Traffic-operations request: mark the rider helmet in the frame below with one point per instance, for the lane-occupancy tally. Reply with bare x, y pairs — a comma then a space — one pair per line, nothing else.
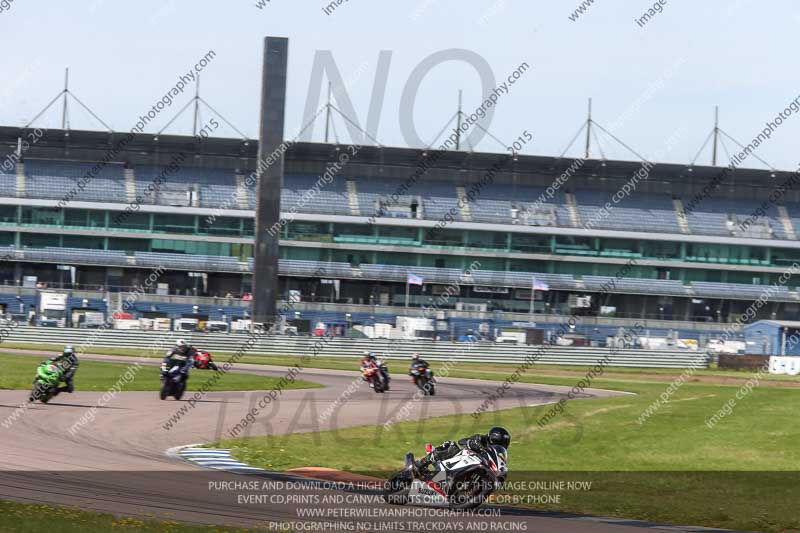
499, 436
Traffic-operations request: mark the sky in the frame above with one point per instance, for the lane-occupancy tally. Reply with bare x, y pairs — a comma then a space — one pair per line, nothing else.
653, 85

== == ==

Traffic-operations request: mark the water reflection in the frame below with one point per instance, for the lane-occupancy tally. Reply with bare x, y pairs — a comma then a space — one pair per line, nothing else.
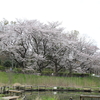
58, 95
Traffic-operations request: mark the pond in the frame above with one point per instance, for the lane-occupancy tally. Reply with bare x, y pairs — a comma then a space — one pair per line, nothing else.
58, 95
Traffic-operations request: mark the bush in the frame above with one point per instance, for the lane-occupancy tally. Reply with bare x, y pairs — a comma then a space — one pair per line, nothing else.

== == ==

- CHALLENGE
Rewrite in full every line from the line containing "Traffic-operations request: mark the water" up to and including the line containing "Traffic-operations request: mark the bush". Multiply only the point coordinates in the answers by 0.75, rounding each to a whole number with halves rounded up, leave every other number unchanged, and omit the pictures.

- RIGHT ANSWER
Traffic-operations request: mark the water reflection in the frame below with one point per instance, for the lane-occupancy tally. Reply with bare x, y pairs — a comma then a space — one pair per line, nothing else.
44, 71
Traffic-operations request: mark the pond in the frame above with one point per instance, for the lane-occupancy tally. Reply with bare x, y pairs — a comma then a space — one pair per line, nothing else.
44, 71
Traffic-operations request: mark the bush in the frame above with one point per instance, for the lane-occupancy tally. Reply with bare x, y pairs — a comma then a space — one pair per line, nothing else.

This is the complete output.